Citez en entier, sans aucune modification, l'article sur l'attaque iranienne contre Israël.

*** Texte du document

L’attaque iranienne contre Israël, un tournant pour les deux États

L’Iran a lancé plusieurs centaines de drones contre Israël dans la nuit du samedi 13 avril. Cette attaque directe constitue un tournant dans l’affrontement entre les deux pays depuis plus de 40 ans assure Hasni Habidi, directeur du CERMAM, le centre d’étude et de recherche sur les mondes arabe et méditerranéen.

Xavier Sartre – Cité du Vatican

L’attaque iranienne dans la nuit du samedi 13 avril contre Israël a fait craindre pendant plusieurs heures à la communauté internationale un embrasement de tout le Proche-Orient. Présentée par Téhéran comme des représailles à la destruction du consulat iranien de Damas par Israël début avril, elle n’a débouché sur aucune riposte israélienne à cette heure. Tel Aviv est freiné par ses principaux alliés qui veulent éviter tout élargissement du conflit dans la bande de Gaza.

******
*** Données enregistrées

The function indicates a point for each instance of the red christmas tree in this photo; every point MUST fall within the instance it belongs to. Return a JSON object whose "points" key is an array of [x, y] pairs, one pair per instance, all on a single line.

******

[Réponse attendue]
L’attaque iranienne contre Israël, un tournant pour les deux États

L’Iran a lancé plusieurs centaines de drones contre Israël dans la nuit du samedi 13 avril. Cette attaque directe constitue un tournant dans l’affrontement entre les deux pays depuis plus de 40 ans assure Hasni Habidi, directeur du CERMAM, le centre d’étude et de recherche sur les mondes arabe et méditerranéen.

Xavier Sartre – Cité du Vatican

L’attaque iranienne dans la nuit du samedi 13 avril contre Israël a fait craindre pendant plusieurs heures à la communauté internationale un embrasement de tout le Proche-Orient. Présentée par Téhéran comme des représailles à la destruction du consulat iranien de Damas par Israël début avril, elle n’a débouché sur aucune riposte israélienne à cette heure. Tel Aviv est freiné par ses principaux alliés qui veulent éviter tout élargissement du conflit dans la bande de Gaza.